- TASK DATA -
++++

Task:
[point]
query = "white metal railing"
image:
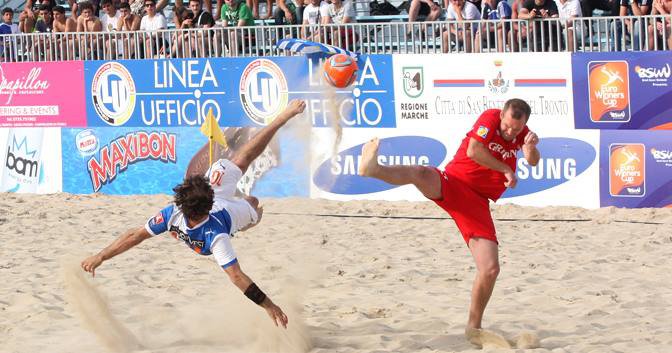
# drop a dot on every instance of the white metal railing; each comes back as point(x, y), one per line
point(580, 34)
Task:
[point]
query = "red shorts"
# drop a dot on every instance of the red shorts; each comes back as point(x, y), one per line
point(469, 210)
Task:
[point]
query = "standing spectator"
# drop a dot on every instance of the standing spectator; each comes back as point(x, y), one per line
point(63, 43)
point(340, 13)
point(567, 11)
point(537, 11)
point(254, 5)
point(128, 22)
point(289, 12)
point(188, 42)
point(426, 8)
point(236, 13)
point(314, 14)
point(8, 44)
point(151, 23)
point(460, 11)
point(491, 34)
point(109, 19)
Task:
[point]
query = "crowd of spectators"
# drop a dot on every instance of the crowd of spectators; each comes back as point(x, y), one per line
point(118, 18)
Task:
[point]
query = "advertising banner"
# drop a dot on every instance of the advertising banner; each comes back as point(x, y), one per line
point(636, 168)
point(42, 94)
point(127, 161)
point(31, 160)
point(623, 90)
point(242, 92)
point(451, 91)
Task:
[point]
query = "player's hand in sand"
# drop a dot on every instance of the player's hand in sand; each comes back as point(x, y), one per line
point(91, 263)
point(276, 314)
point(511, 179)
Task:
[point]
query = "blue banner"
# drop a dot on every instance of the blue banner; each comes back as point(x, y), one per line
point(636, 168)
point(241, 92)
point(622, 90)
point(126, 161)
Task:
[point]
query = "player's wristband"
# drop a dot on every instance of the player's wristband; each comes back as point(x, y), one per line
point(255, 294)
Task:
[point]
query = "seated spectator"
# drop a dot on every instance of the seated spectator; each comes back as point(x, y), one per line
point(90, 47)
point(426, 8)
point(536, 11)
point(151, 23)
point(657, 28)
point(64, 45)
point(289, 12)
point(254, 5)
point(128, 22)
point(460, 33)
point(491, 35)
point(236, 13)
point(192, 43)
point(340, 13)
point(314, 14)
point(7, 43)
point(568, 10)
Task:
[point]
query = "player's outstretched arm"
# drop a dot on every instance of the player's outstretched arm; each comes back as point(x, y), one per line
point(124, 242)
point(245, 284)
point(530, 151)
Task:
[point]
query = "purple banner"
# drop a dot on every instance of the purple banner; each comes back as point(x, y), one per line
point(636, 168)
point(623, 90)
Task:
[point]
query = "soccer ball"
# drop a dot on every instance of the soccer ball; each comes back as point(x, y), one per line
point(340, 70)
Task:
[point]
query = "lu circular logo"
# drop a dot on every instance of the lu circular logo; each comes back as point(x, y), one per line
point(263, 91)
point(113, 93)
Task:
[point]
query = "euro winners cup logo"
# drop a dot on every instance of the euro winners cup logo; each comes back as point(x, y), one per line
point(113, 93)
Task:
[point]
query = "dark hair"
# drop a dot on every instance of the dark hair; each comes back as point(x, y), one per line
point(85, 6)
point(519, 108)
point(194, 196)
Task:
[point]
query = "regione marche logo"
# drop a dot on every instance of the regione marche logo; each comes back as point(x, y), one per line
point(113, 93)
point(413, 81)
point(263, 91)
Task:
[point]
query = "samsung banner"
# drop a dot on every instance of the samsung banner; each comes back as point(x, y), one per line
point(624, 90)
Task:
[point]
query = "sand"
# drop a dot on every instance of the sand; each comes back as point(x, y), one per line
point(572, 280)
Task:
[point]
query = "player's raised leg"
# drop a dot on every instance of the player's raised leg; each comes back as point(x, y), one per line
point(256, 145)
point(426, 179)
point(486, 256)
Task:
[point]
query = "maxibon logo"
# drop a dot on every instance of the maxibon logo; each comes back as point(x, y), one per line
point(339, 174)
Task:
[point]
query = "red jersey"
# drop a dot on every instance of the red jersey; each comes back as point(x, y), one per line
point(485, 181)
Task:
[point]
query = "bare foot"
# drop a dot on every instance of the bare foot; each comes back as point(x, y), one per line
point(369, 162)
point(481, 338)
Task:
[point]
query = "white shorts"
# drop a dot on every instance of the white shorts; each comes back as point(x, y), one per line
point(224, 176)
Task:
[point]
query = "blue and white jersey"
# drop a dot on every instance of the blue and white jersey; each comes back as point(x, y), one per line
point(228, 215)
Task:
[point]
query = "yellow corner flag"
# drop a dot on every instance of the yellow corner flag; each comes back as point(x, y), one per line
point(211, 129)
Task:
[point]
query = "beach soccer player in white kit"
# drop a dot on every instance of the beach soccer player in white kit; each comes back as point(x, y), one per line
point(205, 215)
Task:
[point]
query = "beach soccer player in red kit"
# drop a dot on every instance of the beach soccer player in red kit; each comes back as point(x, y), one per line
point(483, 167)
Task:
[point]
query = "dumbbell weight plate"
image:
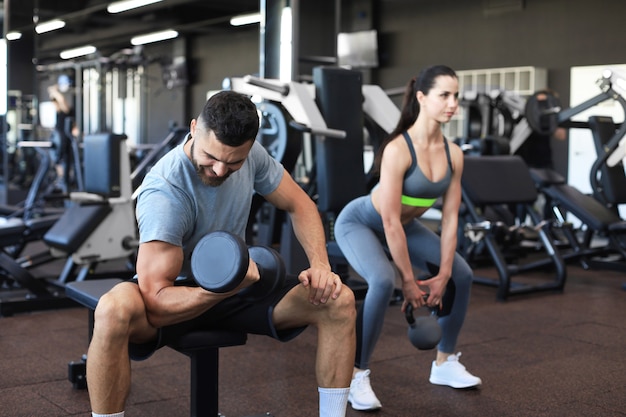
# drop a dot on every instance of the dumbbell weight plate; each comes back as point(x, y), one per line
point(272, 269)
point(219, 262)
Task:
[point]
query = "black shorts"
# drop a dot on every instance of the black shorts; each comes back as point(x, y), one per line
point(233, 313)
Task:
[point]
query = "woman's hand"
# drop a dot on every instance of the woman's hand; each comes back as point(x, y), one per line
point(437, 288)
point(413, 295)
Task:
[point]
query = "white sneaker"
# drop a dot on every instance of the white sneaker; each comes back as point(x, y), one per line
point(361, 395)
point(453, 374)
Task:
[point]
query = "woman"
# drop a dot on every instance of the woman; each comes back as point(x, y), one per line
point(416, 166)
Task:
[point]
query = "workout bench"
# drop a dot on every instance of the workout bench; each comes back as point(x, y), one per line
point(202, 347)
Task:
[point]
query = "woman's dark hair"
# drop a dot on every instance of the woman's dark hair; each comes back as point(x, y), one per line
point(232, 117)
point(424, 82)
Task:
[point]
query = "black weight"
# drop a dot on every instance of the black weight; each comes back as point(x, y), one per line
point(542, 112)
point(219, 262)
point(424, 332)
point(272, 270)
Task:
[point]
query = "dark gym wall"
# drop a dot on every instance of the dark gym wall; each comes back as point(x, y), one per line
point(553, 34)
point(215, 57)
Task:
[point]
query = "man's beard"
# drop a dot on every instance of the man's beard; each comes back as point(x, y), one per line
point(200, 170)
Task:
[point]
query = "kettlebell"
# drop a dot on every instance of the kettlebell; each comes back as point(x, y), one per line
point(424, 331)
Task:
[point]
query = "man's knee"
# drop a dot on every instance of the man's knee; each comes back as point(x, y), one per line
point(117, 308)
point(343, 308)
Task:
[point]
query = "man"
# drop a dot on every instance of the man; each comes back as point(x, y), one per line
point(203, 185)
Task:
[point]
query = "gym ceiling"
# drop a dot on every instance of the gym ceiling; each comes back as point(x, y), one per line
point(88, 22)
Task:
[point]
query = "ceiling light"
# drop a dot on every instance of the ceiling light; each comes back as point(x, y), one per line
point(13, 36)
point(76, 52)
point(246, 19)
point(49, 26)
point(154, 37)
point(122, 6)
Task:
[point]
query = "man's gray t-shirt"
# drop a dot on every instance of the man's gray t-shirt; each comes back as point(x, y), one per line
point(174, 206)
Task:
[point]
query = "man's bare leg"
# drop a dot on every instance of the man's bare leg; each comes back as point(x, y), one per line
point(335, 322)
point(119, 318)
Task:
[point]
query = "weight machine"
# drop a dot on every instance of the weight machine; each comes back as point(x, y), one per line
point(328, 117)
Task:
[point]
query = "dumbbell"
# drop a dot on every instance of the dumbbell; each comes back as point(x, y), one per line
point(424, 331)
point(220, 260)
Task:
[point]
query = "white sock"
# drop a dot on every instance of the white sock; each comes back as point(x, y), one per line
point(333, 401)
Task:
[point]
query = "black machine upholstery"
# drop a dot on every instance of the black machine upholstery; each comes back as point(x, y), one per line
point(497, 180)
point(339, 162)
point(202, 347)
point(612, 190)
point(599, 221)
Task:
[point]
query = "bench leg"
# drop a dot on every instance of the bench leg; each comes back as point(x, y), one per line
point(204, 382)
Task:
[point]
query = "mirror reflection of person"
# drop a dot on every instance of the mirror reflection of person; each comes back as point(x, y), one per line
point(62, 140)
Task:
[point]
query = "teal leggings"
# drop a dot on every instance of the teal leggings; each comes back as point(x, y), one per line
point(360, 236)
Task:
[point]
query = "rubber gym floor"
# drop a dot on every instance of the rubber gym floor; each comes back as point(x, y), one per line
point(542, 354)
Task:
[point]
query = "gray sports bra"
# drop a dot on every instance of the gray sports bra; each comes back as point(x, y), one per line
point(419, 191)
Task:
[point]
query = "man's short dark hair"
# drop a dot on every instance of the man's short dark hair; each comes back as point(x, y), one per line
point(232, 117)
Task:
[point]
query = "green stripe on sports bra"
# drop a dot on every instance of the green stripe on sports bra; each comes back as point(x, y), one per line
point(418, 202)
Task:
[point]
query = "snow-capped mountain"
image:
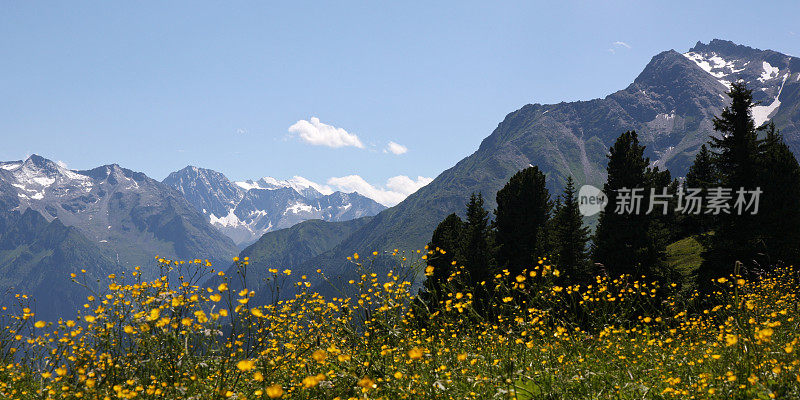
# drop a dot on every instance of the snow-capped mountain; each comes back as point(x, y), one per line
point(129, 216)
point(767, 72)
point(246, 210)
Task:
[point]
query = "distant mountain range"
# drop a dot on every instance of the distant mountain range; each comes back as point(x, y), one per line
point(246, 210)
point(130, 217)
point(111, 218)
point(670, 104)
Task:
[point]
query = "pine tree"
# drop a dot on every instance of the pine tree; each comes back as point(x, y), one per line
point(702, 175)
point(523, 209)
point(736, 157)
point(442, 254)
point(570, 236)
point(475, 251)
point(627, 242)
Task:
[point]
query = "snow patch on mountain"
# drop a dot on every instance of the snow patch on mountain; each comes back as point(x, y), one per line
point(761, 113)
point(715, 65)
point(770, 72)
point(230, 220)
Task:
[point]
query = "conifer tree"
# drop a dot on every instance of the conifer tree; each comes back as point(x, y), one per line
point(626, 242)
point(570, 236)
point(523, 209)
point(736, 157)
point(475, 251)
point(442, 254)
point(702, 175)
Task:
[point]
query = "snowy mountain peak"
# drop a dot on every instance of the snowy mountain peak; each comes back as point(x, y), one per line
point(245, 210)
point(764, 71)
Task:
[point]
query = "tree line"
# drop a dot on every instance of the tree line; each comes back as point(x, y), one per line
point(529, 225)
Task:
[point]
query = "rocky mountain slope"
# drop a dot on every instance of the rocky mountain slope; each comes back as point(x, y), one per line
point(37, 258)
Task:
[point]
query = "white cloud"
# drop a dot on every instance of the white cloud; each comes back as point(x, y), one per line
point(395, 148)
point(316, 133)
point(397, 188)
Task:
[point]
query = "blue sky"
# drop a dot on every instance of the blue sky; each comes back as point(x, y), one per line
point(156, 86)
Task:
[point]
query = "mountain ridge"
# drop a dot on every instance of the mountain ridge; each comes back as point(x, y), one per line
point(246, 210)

++++

- EXERCISE INSTRUCTIONS -
Reproduce the data from its first line through the line containing "point(469, 210)", and leave out the pictures.

- FINAL RESULT -
Task:
[point]
query = "white metal railing"
image:
# drop a dot on every instance of the white metal railing; each comes back as point(x, y), one per line
point(580, 34)
Task:
[point]
query = "red shorts"
# drop a dot on every instance of the red shorts; each comes back as point(x, y), one per line
point(469, 210)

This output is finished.